Extrait en anglais (original) : […] In a study published this month in Behavioural Processes, researchers tallied 276 different feline facial expressions, used to communicate hostile and friendly intent and everything in between. What’s more, the team found, we humans might be to thank: Our feline friends may have evolved this range of sneers, smiles, and grimaces over the course of their 10,000-year history with us.
“Many people still consider cats—erroneously—to be a largely nonsocial species,” says Daniel Mills, a veterinary behaviorist at the University of Lincoln who was not involved in the study. The facial expressions described in the new study suggest otherwise, he notes. “There is clearly a lot going on that we are not aware of.”Cats can be solitary creatures, but they often form friendships with fellow kitties in people’s homes or on the street; feral cats can live in colonies of thousands, sometimes taking over entire islands. […]In 2021, [Lauren Scott, a medical student […] at the University of Kansas] was studying at the University of California, Los Angeles (UCLA), just minutes from the CatCafé Lounge. There, human visitors can interact—and even do yoga—with dozens of group-housed, adoptable cats. From August to June, Scott video recorded 194 minutes of cats’ facial expressions, specifically those aimed at other cats, after the café had closed for the day. Then she and evolutionary psychologist Brittany Florkiewicz […], coded all their facial muscle movements—excluding any related to breathing, chewing, yawning, and the like.
The pair discovered a total of 276 distinct facial expressions made toward other cats—not so far removed from the 357 produced by chimpanzees, Florkiewicz says, and well more than many had thought cats capable of. Each expression combined about four of 26 unique facial movements, including parted lips, jaw drops, dilated or constricted pupils, blinks and half blinks, pulled lip corners, nose licks, protracted or retracted whiskers, and/or various ear positions. By comparison, humans have 44 unique facial movements, although researchers are still working out how many different expressions they combine into, Florkiewicz says. Dogs have 27 facial movements, but again, their total number of expressions isn’t known.
In the current study, the duo found that the vast majority of the cats’ expressions were either distinctly friendly (45%) or distinctly aggressive (37%), the scientists say. The remaining 18% were—like the Cheshire Cat’s smile—so ambiguous that they fell into both categories. What exactly the felines were “saying” to one another with these expressions remains unclear, Florkiewicz says. But overall, cats tend to move their ears and whiskers toward another cat during friendly interactions, and to move them away from their compatriot during unfriendly interactions. Constricted pupils and licking lips also tend to accompany such rivalrous encounters. Interestingly, some of the cats’ friendly expressions resemble those made by people, dogs, monkeys, and other animals, Mills says, hinting that these species may share “a common play face”.

Your tasks:
• a. Can you write out the part of the article on cat facial expressions starting at "Extrait en anglais" and ending at "history with us."?
• b. What is the Spanish translation of this sentence from the article on cat facial expressions: "Dogs have 27 facial movements, but again, their total number of expressions isn't known."?

Collected data:

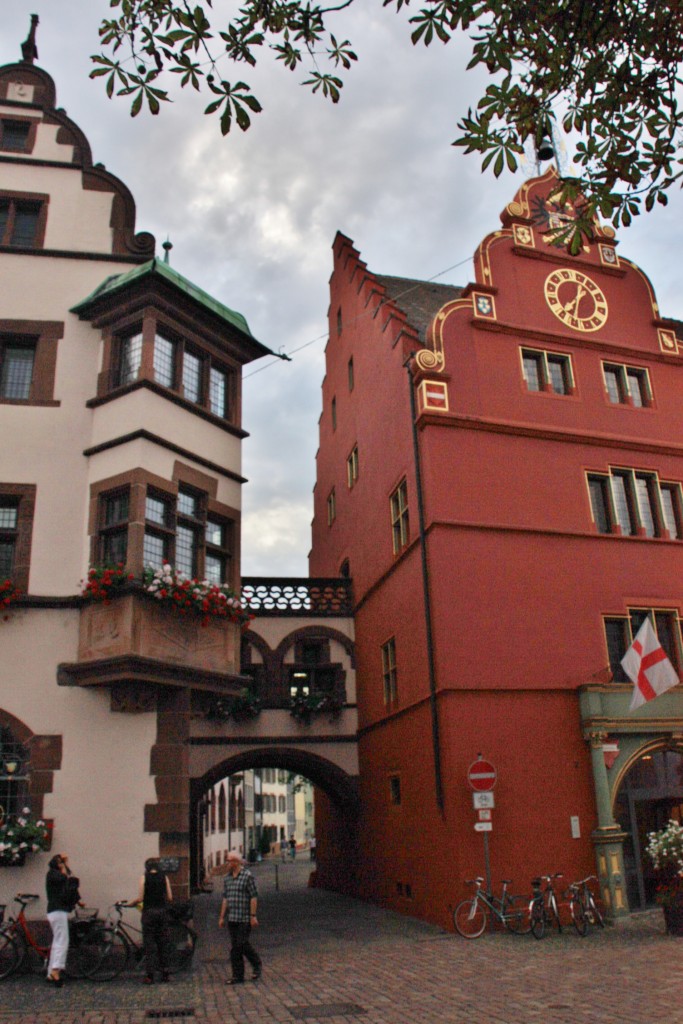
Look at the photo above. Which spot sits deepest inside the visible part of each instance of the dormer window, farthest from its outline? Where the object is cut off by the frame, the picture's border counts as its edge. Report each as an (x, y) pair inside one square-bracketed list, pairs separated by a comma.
[(15, 135)]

Answers to the exercises:
• a.
Extrait en anglais (original) : […] In a study published this month in Behavioural Processes, researchers tallied 276 different feline facial expressions, used to communicate hostile and friendly intent and everything in between. What’s more, the team found, we humans might be to thank: Our feline friends may have evolved this range of sneers, smiles, and grimaces over the course of their 10,000-year history with us.

• b. Los perros tienen 27 movimientos faciales, pero, de nuevo, no se conoce su número total de expresiones.